EXCERPTED RECORDS ::
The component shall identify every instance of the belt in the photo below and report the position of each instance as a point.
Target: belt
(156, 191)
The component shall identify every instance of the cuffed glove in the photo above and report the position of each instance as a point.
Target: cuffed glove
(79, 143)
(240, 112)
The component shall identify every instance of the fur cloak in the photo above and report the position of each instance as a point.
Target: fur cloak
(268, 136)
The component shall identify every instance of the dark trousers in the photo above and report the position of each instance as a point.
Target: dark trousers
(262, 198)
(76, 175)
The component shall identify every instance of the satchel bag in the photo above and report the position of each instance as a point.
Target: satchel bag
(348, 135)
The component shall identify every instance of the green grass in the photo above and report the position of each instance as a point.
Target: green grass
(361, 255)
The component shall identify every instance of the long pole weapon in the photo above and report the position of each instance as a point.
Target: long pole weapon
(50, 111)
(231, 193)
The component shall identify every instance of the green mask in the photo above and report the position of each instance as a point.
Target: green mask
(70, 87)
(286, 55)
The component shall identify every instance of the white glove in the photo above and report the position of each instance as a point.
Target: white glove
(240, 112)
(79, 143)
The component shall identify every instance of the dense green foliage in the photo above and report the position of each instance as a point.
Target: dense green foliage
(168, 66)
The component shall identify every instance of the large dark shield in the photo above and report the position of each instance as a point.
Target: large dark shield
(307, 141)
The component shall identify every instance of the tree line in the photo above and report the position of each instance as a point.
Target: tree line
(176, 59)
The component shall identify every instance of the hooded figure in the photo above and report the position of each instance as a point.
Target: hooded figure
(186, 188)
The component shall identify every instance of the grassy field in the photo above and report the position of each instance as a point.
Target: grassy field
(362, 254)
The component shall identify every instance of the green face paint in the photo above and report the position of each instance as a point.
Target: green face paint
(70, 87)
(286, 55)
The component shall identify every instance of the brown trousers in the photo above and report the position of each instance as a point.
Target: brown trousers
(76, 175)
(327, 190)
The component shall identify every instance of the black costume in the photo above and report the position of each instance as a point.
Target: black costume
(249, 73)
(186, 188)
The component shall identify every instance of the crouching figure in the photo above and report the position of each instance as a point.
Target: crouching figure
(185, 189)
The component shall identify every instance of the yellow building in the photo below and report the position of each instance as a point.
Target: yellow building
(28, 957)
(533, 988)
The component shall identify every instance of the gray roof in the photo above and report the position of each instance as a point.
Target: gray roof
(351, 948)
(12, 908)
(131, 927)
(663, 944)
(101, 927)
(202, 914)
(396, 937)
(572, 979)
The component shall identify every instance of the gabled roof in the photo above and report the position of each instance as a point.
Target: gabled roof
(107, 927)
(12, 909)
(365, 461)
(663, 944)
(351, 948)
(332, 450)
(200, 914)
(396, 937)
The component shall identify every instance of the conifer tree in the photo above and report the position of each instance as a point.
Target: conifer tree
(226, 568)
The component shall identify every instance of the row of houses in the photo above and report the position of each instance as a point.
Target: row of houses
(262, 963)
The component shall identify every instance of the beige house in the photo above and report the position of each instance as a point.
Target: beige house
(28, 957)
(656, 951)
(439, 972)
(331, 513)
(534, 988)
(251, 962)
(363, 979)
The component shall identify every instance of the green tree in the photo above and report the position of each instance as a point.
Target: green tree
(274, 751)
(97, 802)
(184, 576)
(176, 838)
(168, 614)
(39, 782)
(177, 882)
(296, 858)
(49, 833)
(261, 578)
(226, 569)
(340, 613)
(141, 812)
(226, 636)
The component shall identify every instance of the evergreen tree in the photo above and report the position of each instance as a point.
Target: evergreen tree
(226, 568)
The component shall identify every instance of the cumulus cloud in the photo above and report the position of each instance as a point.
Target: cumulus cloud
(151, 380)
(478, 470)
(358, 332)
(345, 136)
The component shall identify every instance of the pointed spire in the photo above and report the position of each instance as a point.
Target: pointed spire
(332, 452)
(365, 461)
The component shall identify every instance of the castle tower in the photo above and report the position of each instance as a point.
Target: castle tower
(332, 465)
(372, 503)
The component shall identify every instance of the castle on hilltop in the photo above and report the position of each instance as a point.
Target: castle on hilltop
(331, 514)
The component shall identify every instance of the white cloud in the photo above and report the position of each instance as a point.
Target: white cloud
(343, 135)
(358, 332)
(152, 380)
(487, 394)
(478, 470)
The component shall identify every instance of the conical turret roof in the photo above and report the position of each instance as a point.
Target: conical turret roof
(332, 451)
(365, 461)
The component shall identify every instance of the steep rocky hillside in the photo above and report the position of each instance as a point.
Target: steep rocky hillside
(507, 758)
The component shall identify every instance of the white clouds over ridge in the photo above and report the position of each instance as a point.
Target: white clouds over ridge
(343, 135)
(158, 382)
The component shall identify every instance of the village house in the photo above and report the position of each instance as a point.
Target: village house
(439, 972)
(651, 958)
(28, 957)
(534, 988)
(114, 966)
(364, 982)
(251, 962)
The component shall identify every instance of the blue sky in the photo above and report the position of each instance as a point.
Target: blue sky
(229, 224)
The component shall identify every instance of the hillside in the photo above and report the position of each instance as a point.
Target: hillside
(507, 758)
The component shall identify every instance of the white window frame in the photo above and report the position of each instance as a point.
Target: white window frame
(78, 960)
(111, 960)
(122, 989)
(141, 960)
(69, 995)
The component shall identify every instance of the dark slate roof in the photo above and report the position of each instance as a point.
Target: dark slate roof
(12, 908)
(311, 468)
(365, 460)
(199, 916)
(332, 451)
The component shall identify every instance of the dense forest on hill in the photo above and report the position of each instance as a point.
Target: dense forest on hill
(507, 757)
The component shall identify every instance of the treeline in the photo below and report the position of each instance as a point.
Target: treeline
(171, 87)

JOB :: Please give back all of the records exactly as written.

REPLY TO THE EXERCISE ::
The component shall identify every instance of the belt in the photo below and report the position of each instance as a point.
Target: belt
(156, 191)
The component shall identify every instance of the cuffed glove in the photo above and report the position of each instance as a point.
Target: cuffed glove
(79, 143)
(240, 112)
The component shall identify every instance of the fur cloak in the photo above and report the position of each instance as a point.
Target: fur cloak
(268, 136)
The component shall identify every instance of the dark trousers in the photo above and report the position of each instance as a point.
Target: dark trousers
(262, 198)
(76, 175)
The component shall identify every instance of the satchel bag in the photo above and report the position of each instance as a point.
Target: satchel bag
(348, 135)
The component shall identify every instance of the green grass in the photo above and report the position of each instance as a point.
Target: green grass
(361, 255)
The component shall identify every instance of the long pole weapon in the photo above and report the position of each instance as a point.
Target: long pole weapon
(50, 111)
(231, 193)
The component shall identify every instance of the green mask in the photo above and report the position of each instance as a point.
Target: green mask
(70, 87)
(286, 55)
The component shall identify every instance of the white glove in the photo above and report the position of each instance as a point.
Target: white glove
(240, 112)
(79, 143)
The component shall identify every instance of the dense green foliage in the photo above and report the position of each instance as a point.
Target: dense green foliage
(168, 66)
The component shall identify every instance of the large dark shield in the photo above and report the position of each instance as a point.
Target: large dark shield
(307, 141)
The component shall identify every instance of the tree line in the photo above and report the position of each instance as a point.
Target: tree line
(176, 59)
The component shall identify every instance of the hooded figure in the photo above and report the position of each instance as a point.
Target: hooded figure
(186, 188)
The component shall identify every instance of the grassy field in the photo above and report the position of each instance as a point.
Target: grassy field
(362, 254)
The component shall identify every instance of the green face paint in the photo above and report the position of each instance as a point.
Target: green face paint
(70, 87)
(286, 55)
The component shall identify every instance of the brown trousers in the photo above and report the position of each instance as a point.
Target: brown trousers
(76, 175)
(327, 190)
The component shall identify every instance of the black costume in the photo above and report the position of each instance as a point.
Target: black costume
(249, 73)
(186, 188)
The component shall identify every instance of the crouching figure in the photo above and report the position of each instance as a point.
Target: crouching figure
(185, 189)
The component shall identify every instance of the yellow building in the photo below and report the position of each instance as a point.
Target: yellow building
(28, 957)
(533, 988)
The component shall identify every instance of the gray roof in the photo above and report the position of each instance as a point.
Target: gray roof
(351, 948)
(12, 908)
(131, 927)
(663, 944)
(101, 927)
(202, 914)
(396, 937)
(572, 979)
The component shall identify every instance of the gabled roof in the photo above and report the position of each instance as a point.
Target: gabled roof
(107, 927)
(12, 909)
(365, 461)
(663, 944)
(351, 948)
(332, 450)
(200, 914)
(396, 937)
The component shall identify every instance of the conifer tree in the photo above and report the position of each instance as a point.
Target: conifer tree
(226, 568)
The component shall identify every instance of the row of houses in the photo above and report the position of each instance as a point.
Target: row of houses
(262, 963)
The component shall identify every instance of the beige house in the photo above and report the position of each instance as a point.
Target: beige house
(28, 957)
(656, 951)
(439, 972)
(331, 513)
(534, 988)
(251, 962)
(363, 979)
The component shall identify every instance of the green tree in the photo above and report the position of each instance as a point.
Target: green tree
(274, 751)
(97, 802)
(184, 576)
(176, 838)
(168, 614)
(39, 782)
(177, 882)
(296, 858)
(49, 833)
(261, 578)
(226, 569)
(340, 613)
(141, 812)
(226, 636)
The component shall identify every instance of the evergreen tree in the photo above and report the position of each instance as a point.
Target: evergreen tree
(226, 568)
The component shall identify every instance of the cumulus cloud in the photo above and report the position of each instance as a point.
Target: cumulus cloud
(151, 380)
(478, 470)
(358, 332)
(345, 136)
The component shall identify every instance of the pointed spire in the photo above and report the position of each instance as a point.
Target: pointed spire
(332, 452)
(365, 461)
The component shall identify every instance of the castle tower in the photo above and report the position of each instance as a point.
Target: castle tower
(332, 465)
(372, 503)
The component shall identify every instance of the castle on hilltop in the photo above and report the position of each instance as a point.
Target: castle on hilltop
(331, 514)
The component shall identify every instance of the white cloud in the photo above and report the position of each instance as a point.
Target: white cloud
(343, 135)
(358, 332)
(152, 380)
(487, 394)
(478, 470)
The component shall identify every instance of the conical turret roof in the photo above and report the position of each instance as a point.
Target: conical turret roof
(332, 451)
(365, 461)
The component shall identify every instance of the steep rocky hillside in the photo above and report the position of each instance as a point.
Target: steep rocky hillside
(507, 758)
The component shall identify every instance of the white clouds over ridge in the photo above and report the position of each instance as a point.
Target: white clouds over ridge
(343, 135)
(158, 382)
The component shall identify every instance of the village house in the photo above and report the position of each instance as a point.
Target: village house
(439, 972)
(651, 958)
(28, 957)
(534, 988)
(114, 966)
(364, 982)
(251, 962)
The component shall identify every instance of the blue sky in the photo above and report the position of each instance as a point.
Target: blue sky
(229, 224)
The component shall identify every instance of the hillside in the photo above and report the position of each instance as a point.
Target: hillside
(507, 758)
The component shall identify every instance of the white window frame in the photo above and report the position of each instance as a point.
Target: white window frame
(78, 960)
(111, 960)
(122, 989)
(141, 960)
(69, 995)
The component shall identify every instance of the dark slate roof in the photo above and report the position of each instance as a point.
Target: dark slate roof
(12, 908)
(311, 468)
(365, 460)
(199, 916)
(332, 451)
The component shall identify every instance of the dense forest on hill in the photo above and report the position of each instance as a point.
Target: dense forest on hill
(507, 757)
The component shall identify every instance of the treeline in the photo below and report the position of each instance as a point.
Target: treeline
(171, 87)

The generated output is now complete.